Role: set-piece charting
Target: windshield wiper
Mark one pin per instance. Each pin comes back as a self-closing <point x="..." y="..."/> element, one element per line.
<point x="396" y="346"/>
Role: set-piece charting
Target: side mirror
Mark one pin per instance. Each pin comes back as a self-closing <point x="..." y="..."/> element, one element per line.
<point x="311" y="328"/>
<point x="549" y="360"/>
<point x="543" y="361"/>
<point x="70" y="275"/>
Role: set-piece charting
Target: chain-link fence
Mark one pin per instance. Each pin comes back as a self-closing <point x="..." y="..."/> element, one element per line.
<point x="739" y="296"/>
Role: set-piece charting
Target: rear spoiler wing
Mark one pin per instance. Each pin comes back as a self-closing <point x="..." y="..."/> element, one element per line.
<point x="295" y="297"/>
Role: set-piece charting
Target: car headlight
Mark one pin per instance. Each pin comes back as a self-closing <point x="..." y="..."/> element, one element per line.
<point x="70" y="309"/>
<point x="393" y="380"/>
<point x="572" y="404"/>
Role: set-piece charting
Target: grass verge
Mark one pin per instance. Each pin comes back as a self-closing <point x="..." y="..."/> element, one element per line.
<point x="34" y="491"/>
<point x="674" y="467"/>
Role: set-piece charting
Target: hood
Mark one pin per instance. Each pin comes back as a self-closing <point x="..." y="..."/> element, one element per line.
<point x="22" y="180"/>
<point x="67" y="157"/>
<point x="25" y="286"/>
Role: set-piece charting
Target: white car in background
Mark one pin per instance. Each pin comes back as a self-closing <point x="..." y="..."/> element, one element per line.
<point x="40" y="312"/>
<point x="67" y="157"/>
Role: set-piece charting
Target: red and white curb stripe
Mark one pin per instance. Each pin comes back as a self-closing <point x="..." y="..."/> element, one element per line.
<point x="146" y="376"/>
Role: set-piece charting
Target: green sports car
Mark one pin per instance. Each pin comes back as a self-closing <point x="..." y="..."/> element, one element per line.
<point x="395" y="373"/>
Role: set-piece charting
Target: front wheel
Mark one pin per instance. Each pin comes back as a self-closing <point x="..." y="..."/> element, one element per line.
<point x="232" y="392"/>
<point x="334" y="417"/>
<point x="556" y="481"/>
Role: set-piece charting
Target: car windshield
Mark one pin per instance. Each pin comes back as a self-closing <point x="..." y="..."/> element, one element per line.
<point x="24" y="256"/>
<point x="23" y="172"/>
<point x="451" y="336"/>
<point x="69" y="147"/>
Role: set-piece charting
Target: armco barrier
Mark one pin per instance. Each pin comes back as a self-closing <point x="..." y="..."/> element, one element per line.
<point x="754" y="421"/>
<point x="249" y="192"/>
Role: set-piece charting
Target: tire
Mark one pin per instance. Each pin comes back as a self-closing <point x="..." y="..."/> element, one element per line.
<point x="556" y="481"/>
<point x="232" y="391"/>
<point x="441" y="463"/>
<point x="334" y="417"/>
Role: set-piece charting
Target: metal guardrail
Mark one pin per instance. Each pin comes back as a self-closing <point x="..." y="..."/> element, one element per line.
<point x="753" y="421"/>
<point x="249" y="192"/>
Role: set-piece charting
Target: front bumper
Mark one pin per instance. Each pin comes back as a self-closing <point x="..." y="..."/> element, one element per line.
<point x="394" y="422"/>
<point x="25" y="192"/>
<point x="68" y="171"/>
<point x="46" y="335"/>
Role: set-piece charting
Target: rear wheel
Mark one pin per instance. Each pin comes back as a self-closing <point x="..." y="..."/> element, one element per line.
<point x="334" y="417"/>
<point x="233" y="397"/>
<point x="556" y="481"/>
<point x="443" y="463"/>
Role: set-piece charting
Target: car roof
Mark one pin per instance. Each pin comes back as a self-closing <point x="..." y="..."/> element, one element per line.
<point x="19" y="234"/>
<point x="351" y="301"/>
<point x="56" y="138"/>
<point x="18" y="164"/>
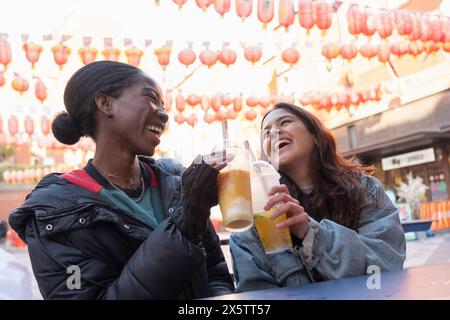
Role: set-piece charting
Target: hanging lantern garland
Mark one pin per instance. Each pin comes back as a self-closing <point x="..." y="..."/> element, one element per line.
<point x="20" y="84"/>
<point x="134" y="56"/>
<point x="244" y="8"/>
<point x="32" y="52"/>
<point x="5" y="52"/>
<point x="266" y="10"/>
<point x="61" y="54"/>
<point x="286" y="15"/>
<point x="40" y="90"/>
<point x="187" y="56"/>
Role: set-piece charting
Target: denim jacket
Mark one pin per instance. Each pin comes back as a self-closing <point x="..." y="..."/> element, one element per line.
<point x="328" y="251"/>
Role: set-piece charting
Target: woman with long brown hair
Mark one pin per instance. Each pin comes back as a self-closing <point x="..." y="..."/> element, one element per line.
<point x="341" y="221"/>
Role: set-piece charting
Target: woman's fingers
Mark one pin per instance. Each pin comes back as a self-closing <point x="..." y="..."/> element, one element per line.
<point x="289" y="208"/>
<point x="220" y="166"/>
<point x="295" y="220"/>
<point x="280" y="197"/>
<point x="282" y="188"/>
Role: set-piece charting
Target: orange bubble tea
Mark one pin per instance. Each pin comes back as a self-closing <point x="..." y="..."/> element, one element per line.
<point x="235" y="196"/>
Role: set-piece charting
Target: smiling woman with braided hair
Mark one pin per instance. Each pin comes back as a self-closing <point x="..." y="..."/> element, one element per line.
<point x="134" y="227"/>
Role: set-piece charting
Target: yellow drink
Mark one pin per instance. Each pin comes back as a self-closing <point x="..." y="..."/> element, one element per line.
<point x="235" y="199"/>
<point x="273" y="239"/>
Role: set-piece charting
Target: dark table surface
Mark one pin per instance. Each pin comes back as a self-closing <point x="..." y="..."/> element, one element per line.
<point x="428" y="282"/>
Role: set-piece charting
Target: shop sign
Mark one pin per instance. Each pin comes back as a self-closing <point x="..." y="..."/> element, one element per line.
<point x="408" y="159"/>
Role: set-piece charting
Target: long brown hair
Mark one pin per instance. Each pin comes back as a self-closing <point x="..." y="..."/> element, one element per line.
<point x="338" y="193"/>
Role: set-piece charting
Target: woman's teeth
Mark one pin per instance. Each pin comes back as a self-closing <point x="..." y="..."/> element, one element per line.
<point x="154" y="129"/>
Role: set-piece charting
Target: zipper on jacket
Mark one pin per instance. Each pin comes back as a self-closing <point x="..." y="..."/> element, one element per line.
<point x="298" y="253"/>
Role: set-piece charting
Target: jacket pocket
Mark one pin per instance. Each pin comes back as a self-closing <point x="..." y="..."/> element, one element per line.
<point x="285" y="267"/>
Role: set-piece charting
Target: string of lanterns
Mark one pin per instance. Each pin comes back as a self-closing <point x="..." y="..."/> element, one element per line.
<point x="222" y="106"/>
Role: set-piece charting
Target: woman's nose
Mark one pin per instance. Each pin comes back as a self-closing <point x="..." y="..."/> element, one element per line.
<point x="162" y="115"/>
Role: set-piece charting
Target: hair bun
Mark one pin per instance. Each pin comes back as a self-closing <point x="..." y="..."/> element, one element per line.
<point x="65" y="129"/>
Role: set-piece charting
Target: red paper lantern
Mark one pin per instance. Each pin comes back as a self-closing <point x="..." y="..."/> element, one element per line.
<point x="88" y="54"/>
<point x="45" y="125"/>
<point x="61" y="53"/>
<point x="231" y="114"/>
<point x="29" y="125"/>
<point x="216" y="101"/>
<point x="384" y="51"/>
<point x="368" y="51"/>
<point x="323" y="12"/>
<point x="112" y="54"/>
<point x="436" y="30"/>
<point x="13" y="125"/>
<point x="290" y="56"/>
<point x="253" y="53"/>
<point x="192" y="120"/>
<point x="187" y="56"/>
<point x="355" y="20"/>
<point x="2" y="79"/>
<point x="432" y="47"/>
<point x="32" y="52"/>
<point x="180" y="3"/>
<point x="227" y="100"/>
<point x="5" y="52"/>
<point x="415" y="48"/>
<point x="399" y="48"/>
<point x="204" y="4"/>
<point x="416" y="31"/>
<point x="306" y="14"/>
<point x="445" y="46"/>
<point x="330" y="50"/>
<point x="265" y="11"/>
<point x="238" y="103"/>
<point x="383" y="24"/>
<point x="403" y="22"/>
<point x="19" y="84"/>
<point x="446" y="30"/>
<point x="244" y="8"/>
<point x="250" y="115"/>
<point x="208" y="57"/>
<point x="40" y="90"/>
<point x="369" y="27"/>
<point x="265" y="101"/>
<point x="348" y="51"/>
<point x="168" y="101"/>
<point x="180" y="102"/>
<point x="220" y="115"/>
<point x="344" y="100"/>
<point x="222" y="6"/>
<point x="209" y="117"/>
<point x="252" y="101"/>
<point x="163" y="55"/>
<point x="325" y="102"/>
<point x="134" y="56"/>
<point x="204" y="103"/>
<point x="179" y="118"/>
<point x="193" y="100"/>
<point x="426" y="28"/>
<point x="286" y="13"/>
<point x="227" y="56"/>
<point x="355" y="99"/>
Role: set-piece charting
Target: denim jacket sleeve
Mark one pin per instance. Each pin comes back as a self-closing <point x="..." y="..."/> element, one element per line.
<point x="335" y="251"/>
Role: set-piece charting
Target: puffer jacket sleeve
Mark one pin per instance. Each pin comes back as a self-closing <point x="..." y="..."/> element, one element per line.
<point x="335" y="251"/>
<point x="219" y="279"/>
<point x="150" y="273"/>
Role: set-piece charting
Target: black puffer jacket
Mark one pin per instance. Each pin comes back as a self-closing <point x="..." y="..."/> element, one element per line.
<point x="119" y="257"/>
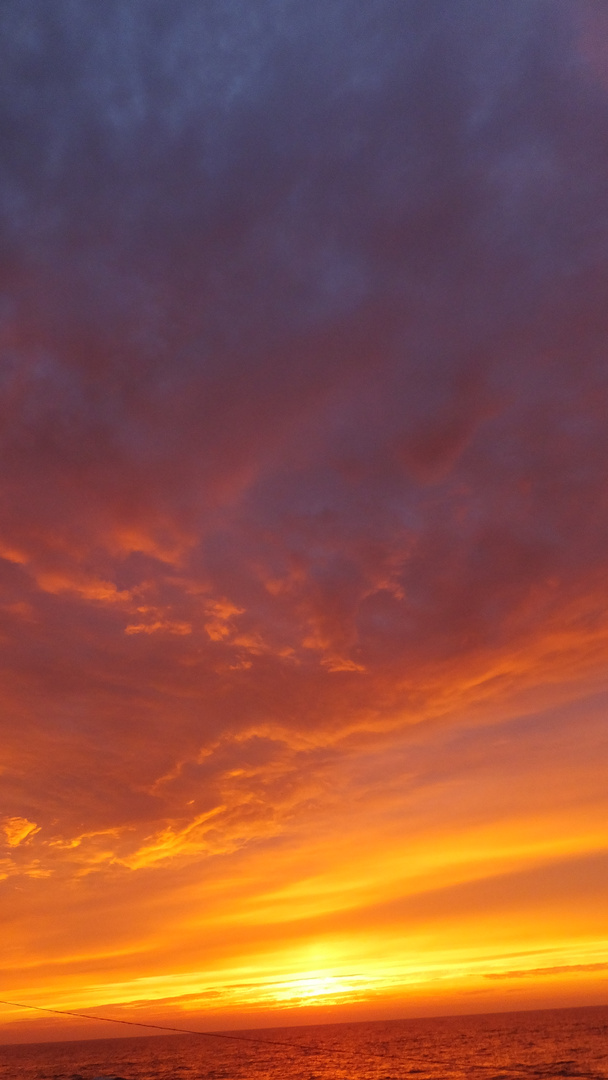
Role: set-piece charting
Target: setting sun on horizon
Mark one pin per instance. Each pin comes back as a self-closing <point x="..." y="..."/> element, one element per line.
<point x="304" y="607"/>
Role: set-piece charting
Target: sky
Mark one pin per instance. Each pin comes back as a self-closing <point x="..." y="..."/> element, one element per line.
<point x="304" y="584"/>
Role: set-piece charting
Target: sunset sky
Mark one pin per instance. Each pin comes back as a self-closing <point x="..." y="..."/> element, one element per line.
<point x="304" y="530"/>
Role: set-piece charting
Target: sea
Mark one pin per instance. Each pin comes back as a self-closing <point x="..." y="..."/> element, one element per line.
<point x="545" y="1044"/>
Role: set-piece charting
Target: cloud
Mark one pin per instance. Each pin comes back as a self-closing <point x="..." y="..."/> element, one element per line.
<point x="302" y="413"/>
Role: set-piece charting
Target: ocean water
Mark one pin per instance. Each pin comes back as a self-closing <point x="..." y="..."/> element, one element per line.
<point x="548" y="1044"/>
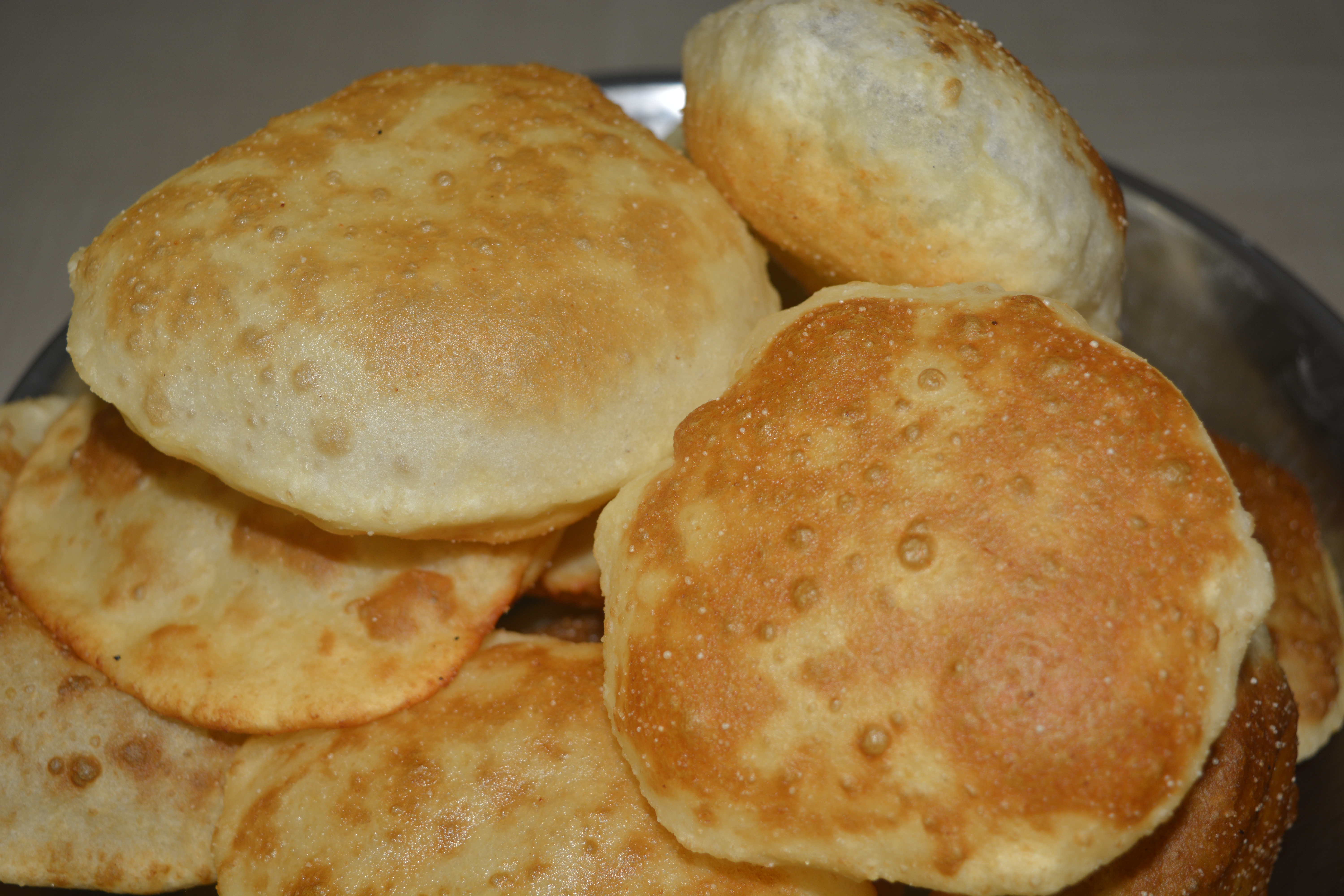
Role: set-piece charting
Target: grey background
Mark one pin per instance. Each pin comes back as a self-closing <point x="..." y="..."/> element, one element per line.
<point x="1237" y="105"/>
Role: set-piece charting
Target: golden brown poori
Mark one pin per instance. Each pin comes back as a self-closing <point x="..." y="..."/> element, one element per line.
<point x="946" y="589"/>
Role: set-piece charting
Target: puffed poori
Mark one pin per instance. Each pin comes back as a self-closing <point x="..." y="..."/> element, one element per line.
<point x="1307" y="620"/>
<point x="572" y="574"/>
<point x="451" y="302"/>
<point x="947" y="589"/>
<point x="897" y="143"/>
<point x="507" y="781"/>
<point x="95" y="789"/>
<point x="217" y="609"/>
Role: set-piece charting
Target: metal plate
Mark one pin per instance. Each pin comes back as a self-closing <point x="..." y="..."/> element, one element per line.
<point x="1257" y="354"/>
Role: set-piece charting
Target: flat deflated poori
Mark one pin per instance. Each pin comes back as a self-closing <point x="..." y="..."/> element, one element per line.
<point x="97" y="792"/>
<point x="897" y="143"/>
<point x="229" y="613"/>
<point x="572" y="574"/>
<point x="509" y="781"/>
<point x="1307" y="620"/>
<point x="946" y="589"/>
<point x="95" y="789"/>
<point x="452" y="302"/>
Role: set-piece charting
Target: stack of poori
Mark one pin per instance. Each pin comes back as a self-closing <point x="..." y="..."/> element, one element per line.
<point x="925" y="579"/>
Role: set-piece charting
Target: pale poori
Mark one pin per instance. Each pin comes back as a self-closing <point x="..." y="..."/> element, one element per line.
<point x="95" y="789"/>
<point x="450" y="302"/>
<point x="507" y="781"/>
<point x="228" y="613"/>
<point x="898" y="143"/>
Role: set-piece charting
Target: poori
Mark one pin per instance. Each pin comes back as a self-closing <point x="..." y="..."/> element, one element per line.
<point x="217" y="609"/>
<point x="947" y="589"/>
<point x="506" y="781"/>
<point x="450" y="302"/>
<point x="96" y="790"/>
<point x="1307" y="620"/>
<point x="897" y="143"/>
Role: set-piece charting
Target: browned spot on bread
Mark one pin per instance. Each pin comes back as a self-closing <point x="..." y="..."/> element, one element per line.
<point x="398" y="609"/>
<point x="142" y="757"/>
<point x="83" y="770"/>
<point x="279" y="538"/>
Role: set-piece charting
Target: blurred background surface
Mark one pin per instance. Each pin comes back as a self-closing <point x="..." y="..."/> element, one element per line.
<point x="1236" y="105"/>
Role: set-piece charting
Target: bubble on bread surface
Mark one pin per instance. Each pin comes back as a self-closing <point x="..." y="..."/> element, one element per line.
<point x="1007" y="610"/>
<point x="485" y="250"/>
<point x="198" y="600"/>
<point x="509" y="780"/>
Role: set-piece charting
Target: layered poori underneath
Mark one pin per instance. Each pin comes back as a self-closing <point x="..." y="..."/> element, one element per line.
<point x="225" y="612"/>
<point x="451" y="302"/>
<point x="1307" y="620"/>
<point x="946" y="589"/>
<point x="1225" y="838"/>
<point x="509" y="781"/>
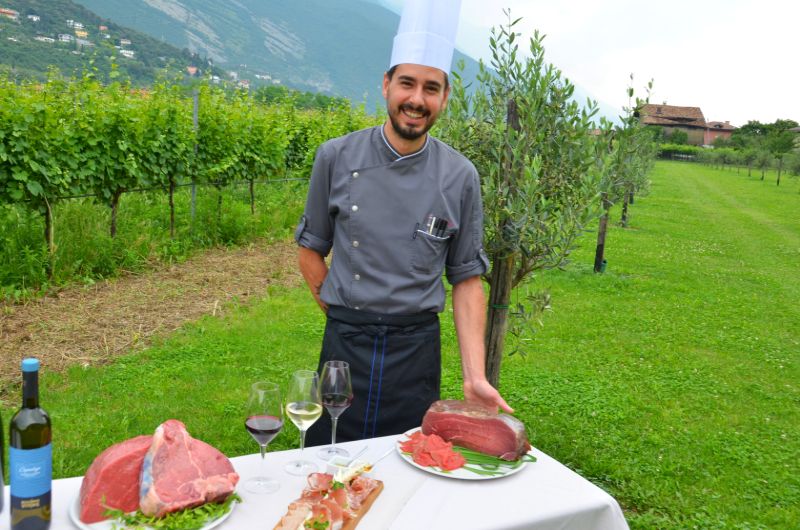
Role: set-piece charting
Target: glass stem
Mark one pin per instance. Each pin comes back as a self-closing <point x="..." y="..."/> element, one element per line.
<point x="263" y="459"/>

TASK DIRECTIONS → Count the lines above that contain the word "denim", treating case as significant, and give only the number.

ANSWER → 2